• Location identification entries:
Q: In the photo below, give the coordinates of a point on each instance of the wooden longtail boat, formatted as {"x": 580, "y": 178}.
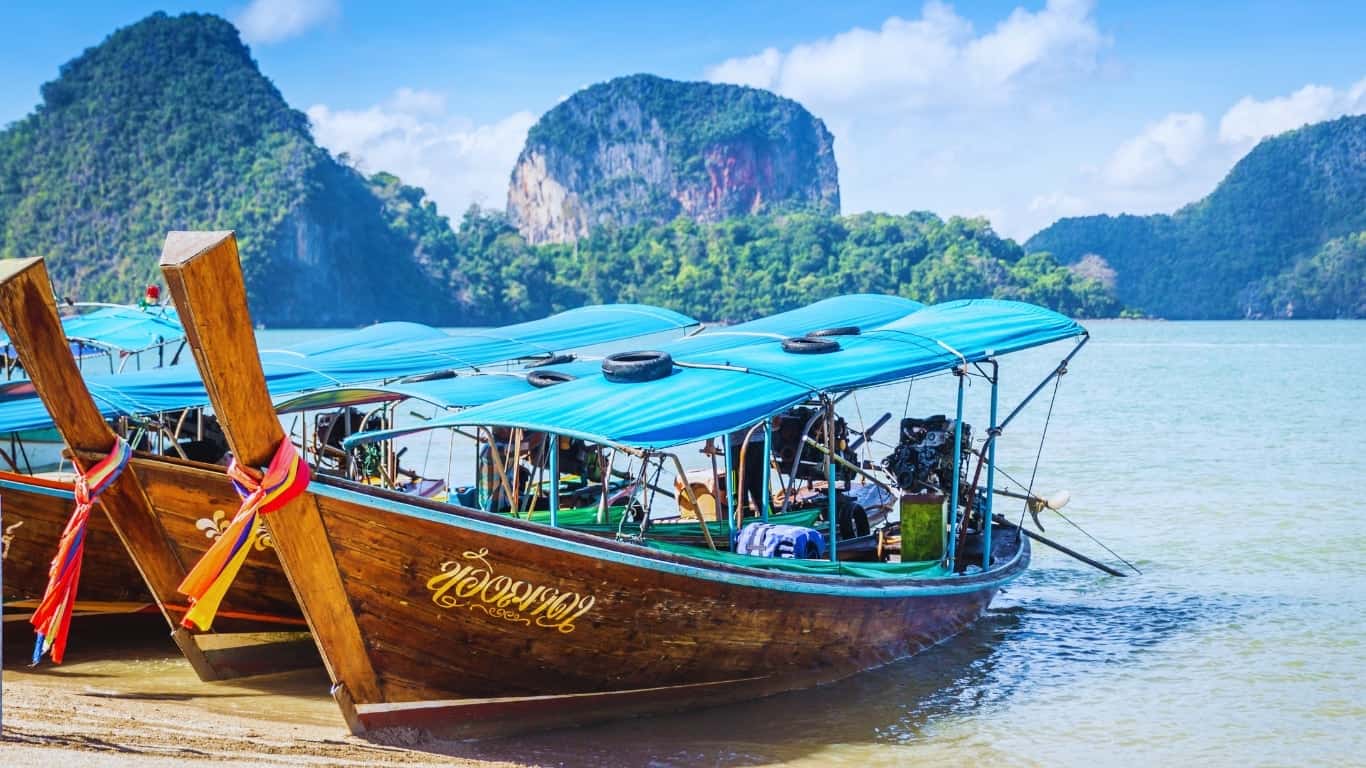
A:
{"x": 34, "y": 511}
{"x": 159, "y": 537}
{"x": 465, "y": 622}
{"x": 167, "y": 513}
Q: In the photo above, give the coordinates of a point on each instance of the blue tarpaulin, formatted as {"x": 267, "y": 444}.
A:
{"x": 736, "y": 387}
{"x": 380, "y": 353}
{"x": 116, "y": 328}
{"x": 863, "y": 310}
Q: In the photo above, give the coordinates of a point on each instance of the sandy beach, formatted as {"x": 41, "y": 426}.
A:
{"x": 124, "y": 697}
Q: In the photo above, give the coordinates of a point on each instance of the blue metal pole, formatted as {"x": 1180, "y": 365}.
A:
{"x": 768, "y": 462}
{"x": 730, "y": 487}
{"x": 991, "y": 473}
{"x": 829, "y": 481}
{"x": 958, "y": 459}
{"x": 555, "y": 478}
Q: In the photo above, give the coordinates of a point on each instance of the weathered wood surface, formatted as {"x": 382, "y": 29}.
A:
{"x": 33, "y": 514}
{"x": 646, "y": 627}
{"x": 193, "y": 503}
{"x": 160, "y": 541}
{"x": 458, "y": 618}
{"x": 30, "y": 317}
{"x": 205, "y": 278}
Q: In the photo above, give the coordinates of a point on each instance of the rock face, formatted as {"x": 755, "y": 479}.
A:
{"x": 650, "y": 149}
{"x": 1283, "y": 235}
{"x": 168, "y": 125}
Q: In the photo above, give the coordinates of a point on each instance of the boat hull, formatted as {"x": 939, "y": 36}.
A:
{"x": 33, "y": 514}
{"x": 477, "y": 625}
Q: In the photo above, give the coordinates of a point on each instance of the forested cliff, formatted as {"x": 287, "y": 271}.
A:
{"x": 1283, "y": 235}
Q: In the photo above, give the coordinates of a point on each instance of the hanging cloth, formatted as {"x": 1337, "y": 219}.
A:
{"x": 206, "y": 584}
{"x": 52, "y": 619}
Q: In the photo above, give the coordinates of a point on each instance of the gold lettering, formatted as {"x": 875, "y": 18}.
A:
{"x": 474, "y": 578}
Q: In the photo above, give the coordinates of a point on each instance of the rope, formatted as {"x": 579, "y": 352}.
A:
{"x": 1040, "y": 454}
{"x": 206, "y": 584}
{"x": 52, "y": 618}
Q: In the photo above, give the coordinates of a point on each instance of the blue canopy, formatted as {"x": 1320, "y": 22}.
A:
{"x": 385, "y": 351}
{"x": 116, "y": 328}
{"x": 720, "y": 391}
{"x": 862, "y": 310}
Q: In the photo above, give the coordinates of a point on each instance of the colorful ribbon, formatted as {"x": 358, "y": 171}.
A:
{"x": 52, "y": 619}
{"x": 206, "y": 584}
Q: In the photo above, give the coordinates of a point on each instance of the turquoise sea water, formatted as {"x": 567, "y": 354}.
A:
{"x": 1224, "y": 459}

• OBJECTIVE: Reproduce the lines of the listing from the line containing "of the colorful" through the end of the listing, including both ends.

• RESULT BELOW:
Q: In the photo above, give the coordinates of a point on each instance of the colorful ribbon, formatted as {"x": 358, "y": 171}.
A:
{"x": 52, "y": 619}
{"x": 206, "y": 584}
Q: In the photo above, give the coordinates of a point on each instance of the turquoise sea water, formatted as {"x": 567, "y": 354}.
A:
{"x": 1224, "y": 459}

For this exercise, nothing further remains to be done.